Problem to solve: Return all of the entries exactly, with nothing added or left out.

■ ■ ■ ■

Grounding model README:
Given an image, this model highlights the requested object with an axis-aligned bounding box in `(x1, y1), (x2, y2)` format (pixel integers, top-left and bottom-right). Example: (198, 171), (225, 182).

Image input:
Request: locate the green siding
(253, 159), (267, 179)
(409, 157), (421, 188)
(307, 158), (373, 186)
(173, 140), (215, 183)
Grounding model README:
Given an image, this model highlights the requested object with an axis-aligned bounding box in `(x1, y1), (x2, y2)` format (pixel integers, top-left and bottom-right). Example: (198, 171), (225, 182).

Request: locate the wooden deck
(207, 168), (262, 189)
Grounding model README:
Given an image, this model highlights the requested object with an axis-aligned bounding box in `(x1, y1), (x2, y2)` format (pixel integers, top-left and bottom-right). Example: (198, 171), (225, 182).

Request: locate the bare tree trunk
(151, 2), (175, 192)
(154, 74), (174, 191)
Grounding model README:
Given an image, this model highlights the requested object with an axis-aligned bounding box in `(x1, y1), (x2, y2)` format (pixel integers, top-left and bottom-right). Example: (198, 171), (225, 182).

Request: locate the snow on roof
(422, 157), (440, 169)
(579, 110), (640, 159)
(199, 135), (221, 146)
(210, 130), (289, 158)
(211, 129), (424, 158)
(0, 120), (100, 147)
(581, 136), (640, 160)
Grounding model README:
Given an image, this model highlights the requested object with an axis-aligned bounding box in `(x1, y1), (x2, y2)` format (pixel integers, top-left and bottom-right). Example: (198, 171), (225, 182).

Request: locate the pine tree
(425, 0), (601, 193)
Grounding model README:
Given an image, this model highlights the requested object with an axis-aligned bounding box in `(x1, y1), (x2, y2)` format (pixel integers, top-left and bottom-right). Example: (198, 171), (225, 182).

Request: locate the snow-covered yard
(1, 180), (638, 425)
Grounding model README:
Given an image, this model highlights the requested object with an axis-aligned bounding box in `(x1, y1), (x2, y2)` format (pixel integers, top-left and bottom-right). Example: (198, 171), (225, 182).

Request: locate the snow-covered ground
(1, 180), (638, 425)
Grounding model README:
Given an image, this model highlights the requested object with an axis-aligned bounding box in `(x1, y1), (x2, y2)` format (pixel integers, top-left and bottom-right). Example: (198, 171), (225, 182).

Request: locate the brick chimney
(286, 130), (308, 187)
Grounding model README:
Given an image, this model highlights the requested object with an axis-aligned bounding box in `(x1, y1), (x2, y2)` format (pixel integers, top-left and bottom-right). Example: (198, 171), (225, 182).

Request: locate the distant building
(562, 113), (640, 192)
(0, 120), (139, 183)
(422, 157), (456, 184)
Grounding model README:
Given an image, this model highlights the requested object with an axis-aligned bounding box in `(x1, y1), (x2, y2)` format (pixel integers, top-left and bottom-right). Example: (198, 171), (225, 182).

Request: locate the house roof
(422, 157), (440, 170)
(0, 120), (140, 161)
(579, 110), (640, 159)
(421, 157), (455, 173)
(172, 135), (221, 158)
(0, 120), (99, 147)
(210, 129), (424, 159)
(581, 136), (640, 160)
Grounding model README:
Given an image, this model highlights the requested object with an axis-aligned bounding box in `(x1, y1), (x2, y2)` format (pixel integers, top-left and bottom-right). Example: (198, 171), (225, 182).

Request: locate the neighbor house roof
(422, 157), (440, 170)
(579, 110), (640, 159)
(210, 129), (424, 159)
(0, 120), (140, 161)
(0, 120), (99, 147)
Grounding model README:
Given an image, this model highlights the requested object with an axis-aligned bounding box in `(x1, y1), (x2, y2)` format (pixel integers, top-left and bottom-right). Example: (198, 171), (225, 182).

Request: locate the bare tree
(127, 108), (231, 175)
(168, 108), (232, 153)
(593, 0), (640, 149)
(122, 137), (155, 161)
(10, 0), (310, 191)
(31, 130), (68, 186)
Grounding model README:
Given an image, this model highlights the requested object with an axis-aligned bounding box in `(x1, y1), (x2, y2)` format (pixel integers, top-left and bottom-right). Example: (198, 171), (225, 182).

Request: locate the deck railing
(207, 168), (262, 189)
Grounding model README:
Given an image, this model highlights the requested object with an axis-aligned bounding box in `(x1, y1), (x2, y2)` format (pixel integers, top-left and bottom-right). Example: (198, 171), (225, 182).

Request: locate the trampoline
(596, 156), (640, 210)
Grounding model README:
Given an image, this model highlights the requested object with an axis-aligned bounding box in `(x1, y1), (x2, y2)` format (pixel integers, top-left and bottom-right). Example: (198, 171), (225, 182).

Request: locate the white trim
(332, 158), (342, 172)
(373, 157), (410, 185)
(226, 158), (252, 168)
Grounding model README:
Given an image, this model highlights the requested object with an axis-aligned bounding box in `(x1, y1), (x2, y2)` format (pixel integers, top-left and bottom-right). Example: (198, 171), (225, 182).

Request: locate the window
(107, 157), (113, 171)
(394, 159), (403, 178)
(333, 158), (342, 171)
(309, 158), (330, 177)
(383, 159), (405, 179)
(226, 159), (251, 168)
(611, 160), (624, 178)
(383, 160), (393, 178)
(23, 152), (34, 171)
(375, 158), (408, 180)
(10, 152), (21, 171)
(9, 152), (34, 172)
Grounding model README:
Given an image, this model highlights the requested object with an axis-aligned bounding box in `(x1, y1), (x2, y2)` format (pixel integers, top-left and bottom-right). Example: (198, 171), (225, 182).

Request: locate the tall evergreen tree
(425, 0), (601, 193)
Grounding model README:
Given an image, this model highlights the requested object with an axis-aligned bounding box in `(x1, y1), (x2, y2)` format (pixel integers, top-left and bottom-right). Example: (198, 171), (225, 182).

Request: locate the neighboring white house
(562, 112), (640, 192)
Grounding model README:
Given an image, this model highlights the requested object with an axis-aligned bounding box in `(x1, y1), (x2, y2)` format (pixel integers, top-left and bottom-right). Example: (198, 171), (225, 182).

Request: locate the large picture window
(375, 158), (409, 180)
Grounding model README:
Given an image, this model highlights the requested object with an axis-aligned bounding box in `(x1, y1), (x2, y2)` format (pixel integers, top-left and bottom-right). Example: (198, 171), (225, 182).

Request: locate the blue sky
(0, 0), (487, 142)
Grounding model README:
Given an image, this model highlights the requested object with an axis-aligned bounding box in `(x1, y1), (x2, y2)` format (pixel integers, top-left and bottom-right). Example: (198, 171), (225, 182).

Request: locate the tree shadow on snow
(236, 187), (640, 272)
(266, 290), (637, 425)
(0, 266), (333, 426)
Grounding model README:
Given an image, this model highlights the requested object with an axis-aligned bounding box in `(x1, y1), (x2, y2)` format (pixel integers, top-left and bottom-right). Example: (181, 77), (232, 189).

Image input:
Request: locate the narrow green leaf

■ ■ ■ ■

Response:
Grounding model README:
Given an image, this model highlights the requested object with an axis-aligned bounding box in `(x1, y1), (x2, y2)` format (pixel integers, top-left and bottom-right). Example: (198, 171), (225, 182).

Image input:
Request: locate the green siding
(253, 159), (267, 179)
(409, 157), (421, 188)
(307, 158), (373, 186)
(173, 140), (215, 183)
Grounding model README:
Given an image, this model highlights the requested object with an axis-aligned bounding box in `(x1, y1), (x2, y2)` format (pixel integers, top-left and bottom-right). Example: (198, 171), (225, 182).

Request: locate the wooden deck
(207, 168), (262, 189)
Grounding model README:
Given an image, this model highlights the requested object with an axis-aligned bounding box in `(x1, y1), (x2, y2)` format (pixel integers, top-left and bottom-right). Example: (198, 171), (225, 182).

Request: locate the bare tree trunk
(151, 2), (175, 192)
(154, 74), (174, 191)
Grounding model README:
Given an image, this model highlights the requested object with an axis-aligned bounding box in `(x1, y1), (x2, y2)` format (pixel integers, top-left and bottom-right). Example: (198, 171), (225, 182).

Request: locate the snow on roof
(422, 157), (440, 169)
(579, 110), (640, 159)
(199, 135), (221, 146)
(210, 130), (289, 158)
(211, 129), (424, 158)
(0, 120), (100, 147)
(581, 136), (640, 160)
Grounding model README:
Given an image, this model highlights the requested object with an axis-aligned bounding box in `(x1, y1), (x2, y2)` format (pixel integers, top-left and bottom-right). Example: (198, 171), (225, 182).

Request: locate the pine tree
(425, 0), (601, 193)
Grounding model README:
Given an image, this model highlights the requested object with an axis-aligned bounding box in `(x1, y1), (x2, y2)` format (pixel integers, top-left and bottom-right). Example: (198, 171), (225, 182).

Request: locate the snow-covered yard
(1, 180), (638, 425)
Grounding model README:
Given an image, this model highlights the requested object with an axis-aligned bounding box in `(x1, y1), (x2, y2)` format (pixel integers, top-left and bottom-right). Example: (198, 171), (225, 182).

Request: locate the snow-covered ground
(1, 180), (638, 425)
Grounding model README:
Given an image, this model highlights the requested object with an axis-aligned bounding box in `(x1, y1), (x2, y2)` format (pixel integers, top-left and bottom-right). Example: (198, 171), (225, 182).

Request: locate the brick chimney
(286, 130), (308, 187)
Grounding model README:
Given an image, this model highlights the requested object with an axis-aligned bounding box in `(x1, y1), (x2, y2)` format (pixel integers, top-left and bottom-right). Example: (198, 171), (225, 182).

Request: locate the distant building
(562, 113), (640, 192)
(0, 120), (139, 183)
(422, 157), (456, 184)
Grounding model README:
Given an image, this model highlights the requested object with an axis-aligned bounding box in `(x1, y1), (x2, y2)` format (pixel integers, top-left and bottom-right). Example: (198, 171), (225, 182).

Request: locate the house roof
(422, 157), (440, 170)
(0, 120), (140, 161)
(579, 110), (640, 159)
(421, 157), (455, 173)
(172, 135), (221, 158)
(0, 120), (99, 147)
(210, 129), (424, 159)
(581, 136), (640, 160)
Grounding model README:
Given an image, this model highlights the requested object with an axis-aligned bounding box in `(x1, y1), (x2, y2)` format (pixel integers, top-left and bottom-right). Example: (198, 171), (225, 182).

Request: locate the neighbor house roof
(422, 157), (440, 170)
(579, 110), (640, 159)
(210, 129), (424, 159)
(0, 120), (140, 161)
(0, 120), (99, 147)
Grounding model README:
Given an image, this model highlights the requested object with an axis-aligned bounding box in `(x1, y1), (x2, y2)` format (pixel integers, top-left and bottom-right). Example: (198, 171), (225, 182).

Request: locate the bare tree
(127, 108), (231, 175)
(168, 108), (232, 153)
(593, 0), (640, 149)
(122, 137), (155, 161)
(10, 0), (310, 191)
(31, 130), (68, 186)
Grounding model README:
Given an image, this model highlights the requested object with an axis-aligned bounding box in `(x1, y1), (x2, y2)` format (pixel integers, top-left and bottom-right). Example: (198, 171), (225, 182).

Request: locate the deck railing
(207, 168), (262, 189)
Grounding model README:
Given an image, this model highlights the requested object with an axis-aligned bounding box in `(x1, y1), (x2, y2)` format (pixel integers, top-left and bottom-right). Example: (198, 171), (225, 182).

Request: locate the trampoline
(596, 156), (640, 210)
Grounding model README:
Given an image, this model highlights the requested object with an axis-aligned bounding box in `(x1, y1), (x2, y2)` format (pixel integers, top-left and bottom-right). Example: (198, 171), (225, 182).

Request: locate the white trim
(332, 158), (342, 172)
(373, 157), (410, 185)
(226, 158), (252, 168)
Grounding model README:
Given an image, this model highlights the requested object with an axis-aligned bounding box in `(x1, y1), (x2, y2)` format (pixel integers, top-left and bottom-right). Example: (198, 171), (225, 182).

Request: locate the window
(107, 157), (113, 171)
(394, 159), (403, 178)
(333, 158), (342, 171)
(309, 158), (330, 177)
(383, 159), (405, 179)
(226, 159), (251, 168)
(611, 160), (624, 178)
(383, 160), (393, 178)
(23, 152), (34, 171)
(375, 158), (408, 180)
(10, 152), (21, 171)
(9, 152), (34, 172)
Grounding model README:
Given an image, this model highlights the requested object with an axis-aligned bounding box in `(x1, y1), (x2, y2)` format (pixel integers, top-left and bottom-right). Example: (198, 171), (225, 182).

Request: locate the tall evergreen tree
(425, 0), (601, 193)
Grounding model README:
Given an image, this model highlights the requested object with an axis-aligned bounding box in `(x1, y1), (x2, y2)` format (pixel integers, top-left and bottom-right). Example: (198, 171), (225, 182).

Request: locate the neighboring white house
(562, 112), (640, 192)
Grounding model README:
Given an image, this model highlights the requested object with an axis-aligned bounding box in `(x1, y1), (x2, y2)` format (pixel integers, top-left and bottom-right). Example: (198, 171), (225, 182).

Request: locate the large picture window
(375, 158), (409, 180)
Grounding model README:
Given an image, this model highlights the requested object with an axis-aligned bounding box in `(x1, y1), (x2, y2)` format (pixel integers, top-left and bottom-right). Example: (198, 171), (225, 182).

Request: locate the blue sky
(0, 0), (487, 142)
Grounding model README:
Given an image, this model highlights the requested object with an axis-aligned bounding box in `(x1, y1), (x2, y2)` format (pixel integers, top-left and bottom-right). Example: (198, 171), (225, 182).

Request: locate the tree shadow on snow
(236, 187), (640, 272)
(266, 290), (637, 425)
(0, 266), (333, 426)
Grounding model README:
Given an image, this model highlights the requested object with an axis-aligned bounding box in `(x1, y1), (x2, y2)` format (pixel integers, top-left and bottom-right). Example: (181, 77), (232, 189).

Image input:
Request: locate the narrow green leaf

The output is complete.